WORK INSTRUCTIONS ->
1. In the Hans Rey interview, what year did Rey start the Wheels 4 Life charity?
2. Please continue the Hans Rey interview from its last line.

SELECTION ->

____

When the godfather of MTB trials and freeride Hans Rey agreed to share some of his valuable time with us for an interview for us we jumped at the chance. One of our best interviews to date and a genuinely nice bloke to chat with.
Hans Rey was born in Germany in 1966, this Swiss/American national now resides in Laguna Beach, California with his wife Carmen. Hans is a former Trials World Champion and inductee of the Mountain Bike Hall of Fame, he is widely considered to be a pioneer of both the Mountain Bike Freeride movement and the Trials riding scene. As a professional rider and ambassador for the sport he continues to travel the world having so far visited seventy different countries.
During the mid nineties Hans created the Hans Rey Adventure Team, visiting remote and extreme locations around the globe, often riding his bike where a bicycle had never been ridden before.
In addition, Hans would seek out locations that were both historic and held some mystery, always capturing his exploits for the media.
In 2005 Hans started a non-profit charity called Wheels 4 Life, giving bicycles to people most in need of transportation in developing countries.
Currently he is working with IMBA to develop more beginner friendly flow trails, like this Flow Country Trails idea. Rey has been a pro mountain biker for 25 years.
His sponsors are: GT Bicycles, Adidas Outdoor, Livigno Bike Resort, LUK Automotive Systems, Crank Brothers, Kenda Tires, Fox Shox, iXS protection, Clif Bars, Sambazon Acai drinks, SQ Lab saddles, Deuter Rucksack, Shimano, Muc-Off and Adidas Eyewear.
OSMTB: What is the biggest stunt you've ever pulled off?
Hans Rey: Not quite sure? Riding the Cliffs of Moher definitely created the most known/spectacular photos. Jumping on a car on the 405 Freeway in Los Angeles got peoples attention and made me think outside the box.
OSMTB: Have you ever 'bottled' out of doing anything , riding wise,that you wished you had attempted?
Hans Rey: Not sure if I understand this question? The one thing I regret for a long time not doing was riding the Berlin Wall in the days right after it came down.
OSMTB: Do you have a collection of rides yourself and if so what is your favourite?
Hans Rey: Yes, my garage is full of current and old bikes. One nice thing about being sponsored is to have a bike for almost every occasion. Some of my current bikes include: Zaskar 100, Zaskar 100 29r, Force, Fury, Sanction, Trials bike, road bike, dirt jump bike and even a Force with a bionx system.
OSMTB: Where do you see yourself ten years from now?

____

SUPPLIED MATERIAL ->
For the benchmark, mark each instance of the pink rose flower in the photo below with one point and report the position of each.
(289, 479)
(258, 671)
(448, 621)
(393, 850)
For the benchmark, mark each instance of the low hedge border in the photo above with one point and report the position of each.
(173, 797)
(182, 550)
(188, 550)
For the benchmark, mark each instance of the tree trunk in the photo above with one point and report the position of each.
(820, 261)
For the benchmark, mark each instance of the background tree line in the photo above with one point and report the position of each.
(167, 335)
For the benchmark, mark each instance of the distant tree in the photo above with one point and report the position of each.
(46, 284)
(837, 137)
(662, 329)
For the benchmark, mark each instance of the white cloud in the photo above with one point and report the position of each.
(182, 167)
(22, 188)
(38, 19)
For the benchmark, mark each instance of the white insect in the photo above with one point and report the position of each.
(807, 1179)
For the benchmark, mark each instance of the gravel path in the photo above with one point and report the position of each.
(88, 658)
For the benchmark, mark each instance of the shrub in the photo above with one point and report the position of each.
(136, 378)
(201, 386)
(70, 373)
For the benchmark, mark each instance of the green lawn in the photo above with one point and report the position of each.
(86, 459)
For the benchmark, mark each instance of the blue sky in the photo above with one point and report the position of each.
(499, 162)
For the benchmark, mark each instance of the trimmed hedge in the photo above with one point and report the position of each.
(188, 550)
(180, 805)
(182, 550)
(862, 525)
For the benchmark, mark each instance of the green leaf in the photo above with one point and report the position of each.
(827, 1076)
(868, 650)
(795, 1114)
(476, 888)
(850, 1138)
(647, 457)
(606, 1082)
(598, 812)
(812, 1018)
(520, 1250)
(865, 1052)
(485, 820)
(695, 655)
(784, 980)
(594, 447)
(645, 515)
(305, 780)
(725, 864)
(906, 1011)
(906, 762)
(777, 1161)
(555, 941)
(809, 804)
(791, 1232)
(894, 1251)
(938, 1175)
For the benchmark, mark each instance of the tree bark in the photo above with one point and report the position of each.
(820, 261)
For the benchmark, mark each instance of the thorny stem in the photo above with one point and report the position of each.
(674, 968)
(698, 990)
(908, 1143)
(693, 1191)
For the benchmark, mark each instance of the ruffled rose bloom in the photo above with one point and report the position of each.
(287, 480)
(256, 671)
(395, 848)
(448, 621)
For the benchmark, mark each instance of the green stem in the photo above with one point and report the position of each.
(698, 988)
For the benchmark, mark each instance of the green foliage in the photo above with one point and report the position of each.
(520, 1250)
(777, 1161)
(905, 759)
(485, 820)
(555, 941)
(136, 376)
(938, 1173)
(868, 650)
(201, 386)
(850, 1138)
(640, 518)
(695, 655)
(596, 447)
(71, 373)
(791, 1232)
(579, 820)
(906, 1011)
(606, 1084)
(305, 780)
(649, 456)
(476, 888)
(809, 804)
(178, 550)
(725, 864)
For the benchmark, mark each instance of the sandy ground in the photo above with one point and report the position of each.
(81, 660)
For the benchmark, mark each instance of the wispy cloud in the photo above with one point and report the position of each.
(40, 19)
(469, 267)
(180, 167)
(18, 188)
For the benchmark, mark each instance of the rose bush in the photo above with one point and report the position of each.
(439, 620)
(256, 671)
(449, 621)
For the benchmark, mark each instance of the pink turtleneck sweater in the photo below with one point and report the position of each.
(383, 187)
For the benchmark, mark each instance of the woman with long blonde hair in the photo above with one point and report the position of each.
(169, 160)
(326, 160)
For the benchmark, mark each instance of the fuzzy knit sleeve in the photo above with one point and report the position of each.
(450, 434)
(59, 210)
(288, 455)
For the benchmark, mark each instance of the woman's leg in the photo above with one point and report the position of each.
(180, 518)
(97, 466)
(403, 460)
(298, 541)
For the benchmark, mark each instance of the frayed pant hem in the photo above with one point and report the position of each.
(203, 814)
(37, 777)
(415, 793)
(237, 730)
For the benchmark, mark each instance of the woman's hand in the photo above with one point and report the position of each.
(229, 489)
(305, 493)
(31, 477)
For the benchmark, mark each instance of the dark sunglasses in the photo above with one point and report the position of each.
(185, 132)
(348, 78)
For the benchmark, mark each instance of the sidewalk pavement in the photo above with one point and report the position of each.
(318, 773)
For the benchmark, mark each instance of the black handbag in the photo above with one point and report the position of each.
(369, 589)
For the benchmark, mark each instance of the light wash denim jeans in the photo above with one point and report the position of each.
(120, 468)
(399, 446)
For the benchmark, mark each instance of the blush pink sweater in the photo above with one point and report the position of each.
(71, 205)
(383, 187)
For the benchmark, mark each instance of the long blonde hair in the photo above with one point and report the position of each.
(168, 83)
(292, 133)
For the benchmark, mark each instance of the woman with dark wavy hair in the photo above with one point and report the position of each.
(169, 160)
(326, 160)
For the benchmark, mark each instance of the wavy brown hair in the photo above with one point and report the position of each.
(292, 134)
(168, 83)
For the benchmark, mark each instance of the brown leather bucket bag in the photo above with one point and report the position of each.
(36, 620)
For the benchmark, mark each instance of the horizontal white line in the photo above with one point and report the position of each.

____

RESULTS OF THE EXERCISE ->
1. 2005

2.
Hans Rey: That's a tough question. I've been talking about retirement since I've been 16 years old, now I'm 46 - my career is going strong and I'm still having a lot of fun. My objectives have changed over the years, I would assume I will be still riding a bike and be involved on one or numerous levels with our sport and industry. In what form and to what extent I'm not sure.
OSMTB: If you hadn't been riding for a living, what would you be doing?
Hans Rey: I would probably be in marketing, although my first choice would be a farmer.
OSMTB: Of all the competitions you have competed in which was the most memorable and why?
Hans Rey: The World Championships in Metabief, France, in 1993 were a highlight by winning the Trials and getting Bronze in the Slalom.
OSMTB: What first got you into riding trials and extreme?
Hans Rey: We had a moto - trials club in my German hometown, I wanted to ride moto and started on a bicycle and never changed - kind of grew up with the sport. Trials is European, unlike the roots of Mountain Biking or BMX. Once I came to the US I received instant recognition for my trials skills.
After a while I was inspired by the new 'Extreme Skiing' boom, I wanted to transition out of racing and use my technical riding skills to become a 'Extreme Mountain Biker'.
That was about 5 - 6 years before the word Freeriding was adopted by our sport.
OSMTB: How did you get the 'No way' nickname?
Hans Rey: When I first came to the States they had never seen a trials rider of my caliber, they would always say "No Way" or challenge me to try lines and obstacles by saying "No Way", which meant to me Game On - I'll give it a try. Soon they started calling me "No Way Rey" - the name stuck.
OSMTB: Do you still ride trials or are you more into trail type riding now?
Hans Rey: I ride a lot more trail these days, but still try to ride once a week some trials. Its a lot harder and physically demanding than it looks like.
OSMTB: What's your take on all the modern freeride, dual slalom, four cross rubbish, surely it's all just riding?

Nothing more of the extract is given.